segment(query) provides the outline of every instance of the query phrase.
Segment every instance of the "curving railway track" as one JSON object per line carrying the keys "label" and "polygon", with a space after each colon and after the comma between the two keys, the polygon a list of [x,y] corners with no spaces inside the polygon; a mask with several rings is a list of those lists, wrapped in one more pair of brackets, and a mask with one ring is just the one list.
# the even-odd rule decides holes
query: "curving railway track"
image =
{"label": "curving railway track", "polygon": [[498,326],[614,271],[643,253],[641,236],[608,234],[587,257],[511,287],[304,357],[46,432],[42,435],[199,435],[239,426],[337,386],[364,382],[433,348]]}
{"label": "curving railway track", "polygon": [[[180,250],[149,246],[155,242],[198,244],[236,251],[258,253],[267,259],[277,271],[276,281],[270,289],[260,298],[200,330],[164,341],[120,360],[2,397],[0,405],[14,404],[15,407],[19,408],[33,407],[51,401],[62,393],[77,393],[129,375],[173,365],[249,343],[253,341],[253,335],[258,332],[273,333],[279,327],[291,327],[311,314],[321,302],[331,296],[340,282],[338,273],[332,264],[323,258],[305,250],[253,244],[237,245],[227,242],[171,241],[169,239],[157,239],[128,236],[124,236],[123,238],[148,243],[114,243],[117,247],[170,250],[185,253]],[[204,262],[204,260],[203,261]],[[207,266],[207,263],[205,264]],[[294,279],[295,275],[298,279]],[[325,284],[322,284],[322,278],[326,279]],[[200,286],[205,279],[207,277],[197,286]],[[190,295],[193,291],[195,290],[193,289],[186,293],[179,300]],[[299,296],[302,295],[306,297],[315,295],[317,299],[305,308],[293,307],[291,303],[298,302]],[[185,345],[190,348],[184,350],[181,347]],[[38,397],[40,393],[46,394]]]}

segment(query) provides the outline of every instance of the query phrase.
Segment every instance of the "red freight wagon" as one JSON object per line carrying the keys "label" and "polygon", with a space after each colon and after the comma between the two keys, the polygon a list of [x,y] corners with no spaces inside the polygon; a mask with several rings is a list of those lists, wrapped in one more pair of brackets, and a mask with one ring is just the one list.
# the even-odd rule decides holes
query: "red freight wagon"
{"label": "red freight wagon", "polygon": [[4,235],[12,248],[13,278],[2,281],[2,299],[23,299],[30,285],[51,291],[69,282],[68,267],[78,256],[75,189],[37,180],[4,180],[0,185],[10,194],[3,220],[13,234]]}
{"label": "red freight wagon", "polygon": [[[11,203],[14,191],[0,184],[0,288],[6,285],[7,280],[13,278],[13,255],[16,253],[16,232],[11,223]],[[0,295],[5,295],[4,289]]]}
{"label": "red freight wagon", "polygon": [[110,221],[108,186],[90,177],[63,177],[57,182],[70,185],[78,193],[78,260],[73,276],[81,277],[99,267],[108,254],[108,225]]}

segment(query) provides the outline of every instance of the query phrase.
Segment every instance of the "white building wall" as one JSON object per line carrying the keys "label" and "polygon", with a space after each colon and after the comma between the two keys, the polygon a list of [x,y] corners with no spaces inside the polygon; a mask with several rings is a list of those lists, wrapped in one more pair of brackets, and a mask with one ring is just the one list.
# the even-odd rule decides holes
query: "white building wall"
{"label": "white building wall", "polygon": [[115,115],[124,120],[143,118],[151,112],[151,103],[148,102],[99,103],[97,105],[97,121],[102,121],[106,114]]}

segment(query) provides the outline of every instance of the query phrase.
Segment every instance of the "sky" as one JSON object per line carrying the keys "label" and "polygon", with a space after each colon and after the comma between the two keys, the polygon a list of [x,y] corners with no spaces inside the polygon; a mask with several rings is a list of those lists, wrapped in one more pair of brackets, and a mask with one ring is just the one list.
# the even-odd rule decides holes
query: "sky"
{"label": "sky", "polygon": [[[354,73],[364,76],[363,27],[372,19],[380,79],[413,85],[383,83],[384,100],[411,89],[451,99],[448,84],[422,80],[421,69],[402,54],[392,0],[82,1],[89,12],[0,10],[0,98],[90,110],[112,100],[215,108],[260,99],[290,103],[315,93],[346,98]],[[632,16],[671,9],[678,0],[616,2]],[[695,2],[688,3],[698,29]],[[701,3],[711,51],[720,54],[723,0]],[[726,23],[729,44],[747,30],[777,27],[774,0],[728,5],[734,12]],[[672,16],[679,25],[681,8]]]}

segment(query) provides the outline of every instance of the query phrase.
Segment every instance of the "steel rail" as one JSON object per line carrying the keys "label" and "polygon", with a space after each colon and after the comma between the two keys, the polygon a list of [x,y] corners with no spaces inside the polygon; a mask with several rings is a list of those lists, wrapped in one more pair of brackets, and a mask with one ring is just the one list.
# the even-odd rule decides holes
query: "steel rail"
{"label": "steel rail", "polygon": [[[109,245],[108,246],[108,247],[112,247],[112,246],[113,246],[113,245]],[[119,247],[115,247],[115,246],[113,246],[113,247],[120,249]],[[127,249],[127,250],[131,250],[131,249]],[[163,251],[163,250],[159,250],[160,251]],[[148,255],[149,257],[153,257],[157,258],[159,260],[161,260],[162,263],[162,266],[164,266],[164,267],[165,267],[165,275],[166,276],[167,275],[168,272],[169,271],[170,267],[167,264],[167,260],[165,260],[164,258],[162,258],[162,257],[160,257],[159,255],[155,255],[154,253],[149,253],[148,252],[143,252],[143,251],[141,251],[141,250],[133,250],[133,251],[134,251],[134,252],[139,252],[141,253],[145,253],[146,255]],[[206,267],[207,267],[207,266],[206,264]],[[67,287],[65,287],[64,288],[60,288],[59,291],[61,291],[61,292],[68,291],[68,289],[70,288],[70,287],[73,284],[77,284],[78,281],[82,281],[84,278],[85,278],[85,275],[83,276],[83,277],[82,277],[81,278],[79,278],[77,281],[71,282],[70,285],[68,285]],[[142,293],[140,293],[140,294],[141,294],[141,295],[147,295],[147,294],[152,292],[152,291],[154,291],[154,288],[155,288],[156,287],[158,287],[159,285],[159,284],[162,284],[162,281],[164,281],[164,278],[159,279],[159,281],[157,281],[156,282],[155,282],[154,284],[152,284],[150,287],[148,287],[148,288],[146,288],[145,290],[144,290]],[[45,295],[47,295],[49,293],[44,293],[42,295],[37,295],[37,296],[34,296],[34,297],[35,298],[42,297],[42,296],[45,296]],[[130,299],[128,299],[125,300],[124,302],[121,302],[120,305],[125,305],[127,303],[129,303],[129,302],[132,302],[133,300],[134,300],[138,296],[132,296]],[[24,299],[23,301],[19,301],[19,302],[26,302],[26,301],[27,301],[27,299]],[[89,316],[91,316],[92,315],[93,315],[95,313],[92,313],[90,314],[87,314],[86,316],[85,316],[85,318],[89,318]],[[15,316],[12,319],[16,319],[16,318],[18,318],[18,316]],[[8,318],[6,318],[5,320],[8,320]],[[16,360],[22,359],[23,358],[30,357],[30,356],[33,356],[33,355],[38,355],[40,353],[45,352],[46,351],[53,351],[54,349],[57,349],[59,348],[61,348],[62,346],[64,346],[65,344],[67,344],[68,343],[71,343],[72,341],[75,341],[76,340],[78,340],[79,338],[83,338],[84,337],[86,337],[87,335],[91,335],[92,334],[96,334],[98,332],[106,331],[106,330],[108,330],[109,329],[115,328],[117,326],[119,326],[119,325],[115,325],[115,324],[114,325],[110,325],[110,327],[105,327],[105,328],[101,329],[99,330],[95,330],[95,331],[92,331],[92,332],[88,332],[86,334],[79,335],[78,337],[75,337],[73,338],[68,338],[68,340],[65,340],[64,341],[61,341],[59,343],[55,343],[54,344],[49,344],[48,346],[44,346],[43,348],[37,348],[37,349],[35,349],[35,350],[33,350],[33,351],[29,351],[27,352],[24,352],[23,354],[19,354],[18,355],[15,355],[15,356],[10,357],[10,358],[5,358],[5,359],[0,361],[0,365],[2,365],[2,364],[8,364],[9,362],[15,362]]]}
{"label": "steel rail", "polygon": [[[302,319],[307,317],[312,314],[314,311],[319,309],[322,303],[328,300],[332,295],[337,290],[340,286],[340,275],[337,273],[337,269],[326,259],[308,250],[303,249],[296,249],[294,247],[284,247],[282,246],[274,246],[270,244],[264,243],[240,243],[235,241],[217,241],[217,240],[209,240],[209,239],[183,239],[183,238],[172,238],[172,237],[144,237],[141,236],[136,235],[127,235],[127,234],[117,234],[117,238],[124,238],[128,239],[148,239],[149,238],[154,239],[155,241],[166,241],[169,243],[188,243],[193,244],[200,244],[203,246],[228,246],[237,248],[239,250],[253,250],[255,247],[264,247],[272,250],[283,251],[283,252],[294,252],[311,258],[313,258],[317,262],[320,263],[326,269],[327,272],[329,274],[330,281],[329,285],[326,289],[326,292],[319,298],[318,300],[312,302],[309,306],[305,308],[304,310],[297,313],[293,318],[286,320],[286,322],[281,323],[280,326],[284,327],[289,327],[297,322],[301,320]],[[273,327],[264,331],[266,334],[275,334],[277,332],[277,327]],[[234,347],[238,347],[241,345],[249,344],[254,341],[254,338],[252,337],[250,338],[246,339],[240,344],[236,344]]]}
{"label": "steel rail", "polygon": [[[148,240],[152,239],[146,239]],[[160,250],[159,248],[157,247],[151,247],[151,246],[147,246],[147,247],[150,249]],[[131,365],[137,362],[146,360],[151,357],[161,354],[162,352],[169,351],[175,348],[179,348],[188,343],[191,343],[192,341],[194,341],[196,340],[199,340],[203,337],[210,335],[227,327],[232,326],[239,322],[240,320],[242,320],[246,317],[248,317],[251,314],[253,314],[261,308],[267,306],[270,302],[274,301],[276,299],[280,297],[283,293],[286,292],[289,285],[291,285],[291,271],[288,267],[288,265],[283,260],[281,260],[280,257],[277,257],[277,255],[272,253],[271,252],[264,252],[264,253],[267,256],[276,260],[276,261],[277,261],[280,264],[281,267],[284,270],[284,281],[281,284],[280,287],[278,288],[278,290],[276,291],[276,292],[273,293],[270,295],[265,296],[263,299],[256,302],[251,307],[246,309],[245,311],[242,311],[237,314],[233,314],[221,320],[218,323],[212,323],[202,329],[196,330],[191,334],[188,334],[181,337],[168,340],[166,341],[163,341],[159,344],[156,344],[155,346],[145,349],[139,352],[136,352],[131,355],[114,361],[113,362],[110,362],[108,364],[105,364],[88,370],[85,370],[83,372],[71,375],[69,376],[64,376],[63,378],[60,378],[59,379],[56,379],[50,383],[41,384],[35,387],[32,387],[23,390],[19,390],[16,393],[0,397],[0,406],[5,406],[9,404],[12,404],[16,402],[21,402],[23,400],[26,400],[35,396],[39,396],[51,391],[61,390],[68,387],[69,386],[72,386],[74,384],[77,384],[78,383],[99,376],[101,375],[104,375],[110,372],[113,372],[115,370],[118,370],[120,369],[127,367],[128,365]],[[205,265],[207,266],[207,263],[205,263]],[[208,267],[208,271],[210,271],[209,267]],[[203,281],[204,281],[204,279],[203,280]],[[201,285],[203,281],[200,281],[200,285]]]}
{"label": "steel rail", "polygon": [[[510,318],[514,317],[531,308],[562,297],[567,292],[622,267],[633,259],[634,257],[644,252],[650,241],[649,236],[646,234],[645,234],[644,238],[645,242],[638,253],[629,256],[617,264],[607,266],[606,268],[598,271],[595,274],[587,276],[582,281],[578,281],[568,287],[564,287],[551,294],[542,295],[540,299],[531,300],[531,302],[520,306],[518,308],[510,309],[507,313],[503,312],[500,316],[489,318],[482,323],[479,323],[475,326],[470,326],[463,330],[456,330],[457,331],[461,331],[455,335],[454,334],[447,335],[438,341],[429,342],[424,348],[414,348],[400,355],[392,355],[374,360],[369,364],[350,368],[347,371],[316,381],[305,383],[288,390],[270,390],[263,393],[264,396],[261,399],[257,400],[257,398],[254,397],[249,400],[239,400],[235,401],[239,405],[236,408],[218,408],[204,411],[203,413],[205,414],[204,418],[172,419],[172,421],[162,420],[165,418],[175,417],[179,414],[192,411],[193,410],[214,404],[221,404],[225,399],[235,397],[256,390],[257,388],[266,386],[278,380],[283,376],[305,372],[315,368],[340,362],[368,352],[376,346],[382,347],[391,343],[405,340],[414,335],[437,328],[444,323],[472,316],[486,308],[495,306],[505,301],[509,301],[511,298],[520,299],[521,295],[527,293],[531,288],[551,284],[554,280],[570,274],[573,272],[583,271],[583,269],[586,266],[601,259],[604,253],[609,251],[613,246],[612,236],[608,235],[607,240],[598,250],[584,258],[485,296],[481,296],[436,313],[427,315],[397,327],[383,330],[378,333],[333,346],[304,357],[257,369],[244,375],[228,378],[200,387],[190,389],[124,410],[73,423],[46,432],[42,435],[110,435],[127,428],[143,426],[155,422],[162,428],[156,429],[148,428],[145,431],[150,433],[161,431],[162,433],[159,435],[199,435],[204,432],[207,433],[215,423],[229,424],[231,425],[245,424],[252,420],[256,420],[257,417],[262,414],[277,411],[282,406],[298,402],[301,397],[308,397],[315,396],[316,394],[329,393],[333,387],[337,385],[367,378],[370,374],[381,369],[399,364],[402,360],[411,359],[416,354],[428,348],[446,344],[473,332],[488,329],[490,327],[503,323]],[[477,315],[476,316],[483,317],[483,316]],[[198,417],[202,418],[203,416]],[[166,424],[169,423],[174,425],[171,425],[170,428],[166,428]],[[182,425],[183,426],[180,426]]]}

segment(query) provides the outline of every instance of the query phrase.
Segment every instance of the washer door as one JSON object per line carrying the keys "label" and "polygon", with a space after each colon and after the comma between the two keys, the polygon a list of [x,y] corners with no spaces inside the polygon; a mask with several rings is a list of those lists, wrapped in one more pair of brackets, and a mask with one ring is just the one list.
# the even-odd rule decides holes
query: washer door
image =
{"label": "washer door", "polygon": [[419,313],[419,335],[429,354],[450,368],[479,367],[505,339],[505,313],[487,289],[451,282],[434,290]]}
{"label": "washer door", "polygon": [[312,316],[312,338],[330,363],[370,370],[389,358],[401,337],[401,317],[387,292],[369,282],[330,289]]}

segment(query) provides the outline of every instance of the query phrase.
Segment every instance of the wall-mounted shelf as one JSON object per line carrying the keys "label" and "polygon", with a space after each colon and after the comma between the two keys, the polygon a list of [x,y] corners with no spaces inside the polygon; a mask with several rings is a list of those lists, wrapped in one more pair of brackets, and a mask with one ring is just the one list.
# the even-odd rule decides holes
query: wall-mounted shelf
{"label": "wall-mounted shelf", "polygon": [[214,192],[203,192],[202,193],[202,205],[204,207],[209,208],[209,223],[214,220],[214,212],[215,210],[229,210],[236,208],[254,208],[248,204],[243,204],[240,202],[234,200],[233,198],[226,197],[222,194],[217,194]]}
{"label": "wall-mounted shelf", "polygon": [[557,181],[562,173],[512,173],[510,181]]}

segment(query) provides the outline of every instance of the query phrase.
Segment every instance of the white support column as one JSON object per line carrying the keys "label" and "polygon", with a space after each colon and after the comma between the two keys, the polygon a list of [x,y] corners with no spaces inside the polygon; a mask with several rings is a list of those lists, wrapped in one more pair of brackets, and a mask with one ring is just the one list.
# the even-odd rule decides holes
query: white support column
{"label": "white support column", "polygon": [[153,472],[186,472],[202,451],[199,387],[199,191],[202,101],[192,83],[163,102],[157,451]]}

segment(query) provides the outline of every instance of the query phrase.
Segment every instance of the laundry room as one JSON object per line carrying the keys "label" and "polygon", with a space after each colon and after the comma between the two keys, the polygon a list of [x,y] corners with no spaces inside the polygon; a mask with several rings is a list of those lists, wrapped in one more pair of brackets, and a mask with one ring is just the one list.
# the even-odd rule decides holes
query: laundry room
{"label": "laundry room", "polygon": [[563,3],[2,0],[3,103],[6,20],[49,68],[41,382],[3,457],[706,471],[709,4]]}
● ● ● ●
GOAL OF THE EXERCISE »
Extract every line of the records that contains the string "room", with case counting.

FULL OUTPUT »
Segment every instance of the laundry room as one JSON object per line carrying the keys "label" and "polygon", with a space after each colon and after the comma between the two keys, the polygon a list of [x,y] corners with no spaces inside the polygon; a mask with several rings is a list of those lists, wrapped in one more pair of brackets, and a mask with one ring is just the one list.
query: laundry room
{"label": "laundry room", "polygon": [[563,3],[2,0],[3,103],[6,20],[49,68],[41,382],[3,457],[706,471],[709,4]]}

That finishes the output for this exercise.